▸ **Short exercise**
Edit the excerpt on FCC telecom reform by reproducing everything from "Some groups have" down to "dial-up internet providers.", with "Capitol Hill" changed to "Congress".

Some groups have even levied cynical charges against the commission that imply a rush towards massive reforms on November 4th that might slip under the national radar in the midst election day.

“A ‘phony crisis’ is being manufactured by FCC Chairman Kevin Martin and some on Capitol Hill who want to change the USF fee on long-distance to a flat per-line charge that would increase phone taxes  by up to $700 million for 43 million U.S. households, most of them low-income seniors, rural residents and minorities,” said the report by the Keep Universal Service Fund Fair Coalition.

On the other hand, the agency faces a November 5 deadline to resolve issues concerning the termination of service bound for a dial-up internet providers.

Leveling the Playing Field or Tilting it Further?

Whenever the agency follows-through on the intercarrier compensation and universal service funding mechanisms, then the revenue flows between providers in the telecommunications industry could be dramatically shifted.

NARUC asked the Commission to consider whether reforms to the regimes will “increase wireless/cellular or broadband deployment in unserved or underserved high cost areas, or actually undermine deployment” and whether they will “put upward pressure on local rates.”

▸ **Supplied information**
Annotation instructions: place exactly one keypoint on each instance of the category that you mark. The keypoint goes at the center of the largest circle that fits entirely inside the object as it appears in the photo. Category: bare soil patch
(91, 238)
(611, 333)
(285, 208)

▸ **Solution**
Some groups have even levied cynical charges against the commission that imply a rush towards massive reforms on November 4th that might slip under the national radar in the midst election day.

“A ‘phony crisis’ is being manufactured by FCC Chairman Kevin Martin and some on Congress who want to change the USF fee on long-distance to a flat per-line charge that would increase phone taxes  by up to $700 million for 43 million U.S. households, most of them low-income seniors, rural residents and minorities,” said the report by the Keep Universal Service Fund Fair Coalition.

On the other hand, the agency faces a November 5 deadline to resolve issues concerning the termination of service bound for a dial-up internet providers.